Page

⁂

Overcoming Challenges in Building Enterprise AI Assistants

Share this post:

Advances in Artificial Intelligence (AI) have made it easy for us to ask AI assistants — whether on our phones or home devices — such simple questions as, “What’s the weather like, today?” However, in enterprise settings, the goal is to develop end-to-end dialog systems that automate some interactions and also connect to human intervention when necessary. This objective becomes much more challenging in group chat settings or in the case of out-of-context conversations.

Our team of researchers from IBM Research AI and AI Horizons Network-partner the University of Michigan published the papers “A Large-Scale Corpus for Conversation Disentanglement” and “Learning End-to-End Goal-Oriented Dialog with Maximal User Task Success and Minimal Human Agent Use” at the Association for Computational Linguistics (ACL) conference (ACL 2019). This work address two main challenges in existing state-of-the-art AI assistants by:

  1. developing robust data-driven methods for conversation disentanglement, and
  2. proposing an end-to-end trainable method for neural goal-oriented dialog systems, which handles new user behaviors at deployment by transferring the dialog to a human agent intelligently.

Challenge #1: Conversation Disentanglement

When a group of people communicate in a common channel, multiple conversations occur concurrently. These convoluted conversations need to be disentangled before they are consumed by an AI assistant. Although Conversation Disentanglement is an important problem, it has been understudied because of the lack of public, annotated datasets.

⁂

What to work on
According to the article on enterprise AI assistants, why has conversation disentanglement been understudied? Rely only on the article about enterprise AI assistants.

⁂

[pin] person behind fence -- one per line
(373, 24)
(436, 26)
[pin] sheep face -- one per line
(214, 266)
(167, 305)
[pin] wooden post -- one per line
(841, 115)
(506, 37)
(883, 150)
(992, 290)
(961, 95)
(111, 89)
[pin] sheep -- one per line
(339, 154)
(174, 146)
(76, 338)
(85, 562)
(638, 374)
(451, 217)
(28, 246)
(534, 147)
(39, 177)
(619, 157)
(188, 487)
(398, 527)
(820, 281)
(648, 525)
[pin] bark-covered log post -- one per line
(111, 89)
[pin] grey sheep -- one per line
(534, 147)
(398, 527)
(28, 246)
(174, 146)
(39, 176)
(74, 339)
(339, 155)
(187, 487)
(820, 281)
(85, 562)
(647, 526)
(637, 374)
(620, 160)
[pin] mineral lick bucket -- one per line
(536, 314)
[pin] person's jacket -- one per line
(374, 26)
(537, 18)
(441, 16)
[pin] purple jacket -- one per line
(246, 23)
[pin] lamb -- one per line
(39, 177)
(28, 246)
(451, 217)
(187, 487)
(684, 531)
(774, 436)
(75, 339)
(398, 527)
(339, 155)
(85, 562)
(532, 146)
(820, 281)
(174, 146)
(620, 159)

⁂

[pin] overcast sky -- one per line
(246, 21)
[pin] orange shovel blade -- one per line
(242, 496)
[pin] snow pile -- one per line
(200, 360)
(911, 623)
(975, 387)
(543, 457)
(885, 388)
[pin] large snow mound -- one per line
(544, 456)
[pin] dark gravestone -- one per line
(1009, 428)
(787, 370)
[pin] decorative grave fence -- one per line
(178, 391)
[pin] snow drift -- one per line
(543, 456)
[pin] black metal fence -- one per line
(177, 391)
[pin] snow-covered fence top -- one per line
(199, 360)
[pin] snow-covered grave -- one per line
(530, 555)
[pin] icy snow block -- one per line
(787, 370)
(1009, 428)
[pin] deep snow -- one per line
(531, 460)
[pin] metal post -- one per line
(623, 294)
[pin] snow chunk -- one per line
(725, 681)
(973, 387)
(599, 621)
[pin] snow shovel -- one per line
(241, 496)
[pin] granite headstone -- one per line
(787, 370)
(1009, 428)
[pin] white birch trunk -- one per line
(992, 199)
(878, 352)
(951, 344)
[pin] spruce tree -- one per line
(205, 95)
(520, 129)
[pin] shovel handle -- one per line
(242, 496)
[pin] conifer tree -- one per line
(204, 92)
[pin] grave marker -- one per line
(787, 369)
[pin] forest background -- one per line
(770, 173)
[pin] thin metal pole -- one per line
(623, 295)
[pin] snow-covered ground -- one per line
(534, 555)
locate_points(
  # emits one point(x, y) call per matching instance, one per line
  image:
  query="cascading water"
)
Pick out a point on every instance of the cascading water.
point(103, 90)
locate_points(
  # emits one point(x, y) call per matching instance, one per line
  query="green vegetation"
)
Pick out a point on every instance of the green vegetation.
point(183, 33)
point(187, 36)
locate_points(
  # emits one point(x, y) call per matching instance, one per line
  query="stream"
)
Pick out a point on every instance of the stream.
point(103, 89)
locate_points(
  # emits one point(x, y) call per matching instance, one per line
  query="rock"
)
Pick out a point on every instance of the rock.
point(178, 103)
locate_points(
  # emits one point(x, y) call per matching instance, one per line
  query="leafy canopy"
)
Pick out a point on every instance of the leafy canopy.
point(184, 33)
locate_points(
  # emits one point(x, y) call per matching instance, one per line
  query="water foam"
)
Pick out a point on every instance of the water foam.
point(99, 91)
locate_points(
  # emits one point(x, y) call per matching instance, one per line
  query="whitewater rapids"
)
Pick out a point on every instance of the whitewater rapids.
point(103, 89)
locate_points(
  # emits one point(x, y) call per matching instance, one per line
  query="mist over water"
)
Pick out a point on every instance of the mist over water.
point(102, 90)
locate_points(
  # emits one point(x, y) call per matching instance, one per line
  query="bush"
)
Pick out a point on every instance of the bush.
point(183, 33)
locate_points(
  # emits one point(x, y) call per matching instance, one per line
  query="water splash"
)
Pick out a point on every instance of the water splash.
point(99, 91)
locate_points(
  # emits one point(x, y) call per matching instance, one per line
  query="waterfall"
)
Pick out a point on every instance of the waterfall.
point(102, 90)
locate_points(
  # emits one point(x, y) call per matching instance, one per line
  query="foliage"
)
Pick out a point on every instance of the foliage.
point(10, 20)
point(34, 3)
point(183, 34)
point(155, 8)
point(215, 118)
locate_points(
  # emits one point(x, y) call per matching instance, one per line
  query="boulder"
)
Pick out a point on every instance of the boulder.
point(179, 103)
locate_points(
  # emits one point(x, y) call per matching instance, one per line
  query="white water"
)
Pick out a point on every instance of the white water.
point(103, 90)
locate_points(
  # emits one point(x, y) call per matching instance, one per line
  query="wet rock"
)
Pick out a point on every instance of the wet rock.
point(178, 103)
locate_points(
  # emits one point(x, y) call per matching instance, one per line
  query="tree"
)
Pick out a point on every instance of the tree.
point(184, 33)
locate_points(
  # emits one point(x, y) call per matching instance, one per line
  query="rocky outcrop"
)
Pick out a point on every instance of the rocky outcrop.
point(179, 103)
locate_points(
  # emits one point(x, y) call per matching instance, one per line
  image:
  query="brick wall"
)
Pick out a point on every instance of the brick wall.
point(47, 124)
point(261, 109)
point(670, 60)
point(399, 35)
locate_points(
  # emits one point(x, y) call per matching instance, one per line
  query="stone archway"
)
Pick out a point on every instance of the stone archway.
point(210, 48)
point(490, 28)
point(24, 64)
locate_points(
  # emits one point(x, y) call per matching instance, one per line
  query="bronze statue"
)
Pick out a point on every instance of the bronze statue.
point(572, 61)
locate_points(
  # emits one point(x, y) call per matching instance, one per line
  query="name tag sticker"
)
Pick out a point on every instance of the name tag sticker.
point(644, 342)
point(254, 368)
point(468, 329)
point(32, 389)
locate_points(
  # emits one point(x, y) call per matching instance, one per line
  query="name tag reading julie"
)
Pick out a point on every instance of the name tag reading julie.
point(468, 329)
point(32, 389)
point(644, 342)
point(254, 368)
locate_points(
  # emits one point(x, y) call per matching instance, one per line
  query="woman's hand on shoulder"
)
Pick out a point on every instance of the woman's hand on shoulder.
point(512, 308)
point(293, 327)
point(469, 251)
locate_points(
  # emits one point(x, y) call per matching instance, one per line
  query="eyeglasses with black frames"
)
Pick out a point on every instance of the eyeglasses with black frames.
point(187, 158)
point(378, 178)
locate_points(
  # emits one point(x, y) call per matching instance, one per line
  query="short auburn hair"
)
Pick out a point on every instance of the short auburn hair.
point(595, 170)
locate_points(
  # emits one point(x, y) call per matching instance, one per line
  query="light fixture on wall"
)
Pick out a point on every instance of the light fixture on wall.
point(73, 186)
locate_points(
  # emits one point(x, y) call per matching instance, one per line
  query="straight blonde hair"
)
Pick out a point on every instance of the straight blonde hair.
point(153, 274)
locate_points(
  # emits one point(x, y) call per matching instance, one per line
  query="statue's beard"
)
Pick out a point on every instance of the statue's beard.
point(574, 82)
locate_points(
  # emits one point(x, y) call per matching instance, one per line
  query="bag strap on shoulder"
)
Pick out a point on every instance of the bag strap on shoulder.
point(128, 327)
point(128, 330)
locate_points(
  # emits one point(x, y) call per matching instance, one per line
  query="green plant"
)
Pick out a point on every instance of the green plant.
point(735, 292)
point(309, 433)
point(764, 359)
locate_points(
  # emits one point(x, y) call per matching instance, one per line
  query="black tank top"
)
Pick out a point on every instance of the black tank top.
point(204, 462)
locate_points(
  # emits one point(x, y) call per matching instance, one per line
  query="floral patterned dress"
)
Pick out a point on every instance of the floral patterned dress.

⁂

Task response
Because of the lack of public, annotated datasets.